(Items listed in a dataset)
=-=-=-=-=

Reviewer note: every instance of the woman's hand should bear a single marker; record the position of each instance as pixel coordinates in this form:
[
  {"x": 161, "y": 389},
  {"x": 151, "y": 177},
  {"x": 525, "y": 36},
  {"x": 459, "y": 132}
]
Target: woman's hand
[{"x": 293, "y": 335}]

=-=-=-=-=

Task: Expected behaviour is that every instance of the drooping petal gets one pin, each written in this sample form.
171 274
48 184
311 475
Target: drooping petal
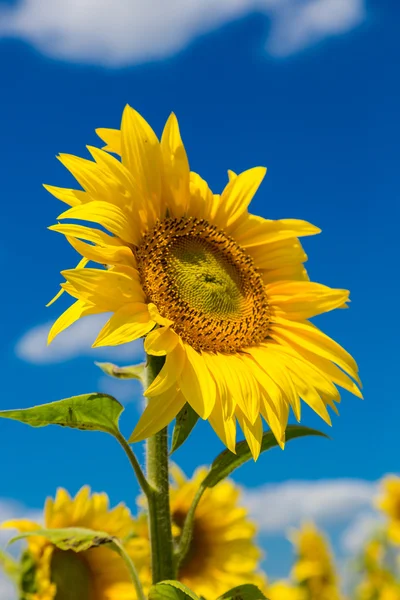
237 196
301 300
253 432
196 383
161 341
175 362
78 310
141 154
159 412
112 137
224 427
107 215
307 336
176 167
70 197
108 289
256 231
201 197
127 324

=-=-=-=-=

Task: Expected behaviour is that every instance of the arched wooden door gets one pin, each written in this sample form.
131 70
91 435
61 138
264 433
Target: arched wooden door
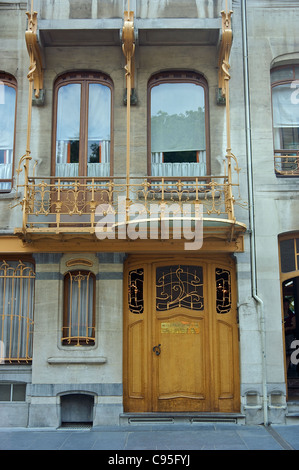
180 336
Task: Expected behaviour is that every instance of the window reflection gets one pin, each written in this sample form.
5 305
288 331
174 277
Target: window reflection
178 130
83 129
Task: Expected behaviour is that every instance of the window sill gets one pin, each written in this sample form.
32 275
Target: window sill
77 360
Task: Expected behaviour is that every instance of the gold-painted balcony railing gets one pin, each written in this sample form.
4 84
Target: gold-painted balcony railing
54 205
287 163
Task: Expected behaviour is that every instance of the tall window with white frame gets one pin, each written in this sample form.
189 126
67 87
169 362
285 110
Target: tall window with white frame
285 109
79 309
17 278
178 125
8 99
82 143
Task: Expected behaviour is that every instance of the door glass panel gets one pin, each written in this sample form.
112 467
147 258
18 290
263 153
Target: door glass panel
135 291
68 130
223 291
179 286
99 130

=-=-=-=-=

- EXERCISE:
Return all lines from the data above with "gets" in them.

- YOUR RESPONSE:
Task: Expected behaviour is that every instance of the drooping petal gets one pin, each written in this sample form.
Task: Expected behaviour is that every instance of the arched wooden door gets one pin, each written in this sample form.
Task: Expected behaviour is that every instance of the window reflection gets one pin, each written in this sample form.
Task: Expected behaviour is that every instance of the window sill gets one pin, each written in this sample form.
Task: Expected behaviour is that every instance of the gold-painted balcony railing gets one pin, each written in this sample form.
Task: Expected behaviour is that every instance of the tall window with white frame gets one pin, each written in this sample form.
Task: Expected behaviour is that every instance of the door glass panel gets one pin, each written in this sample form.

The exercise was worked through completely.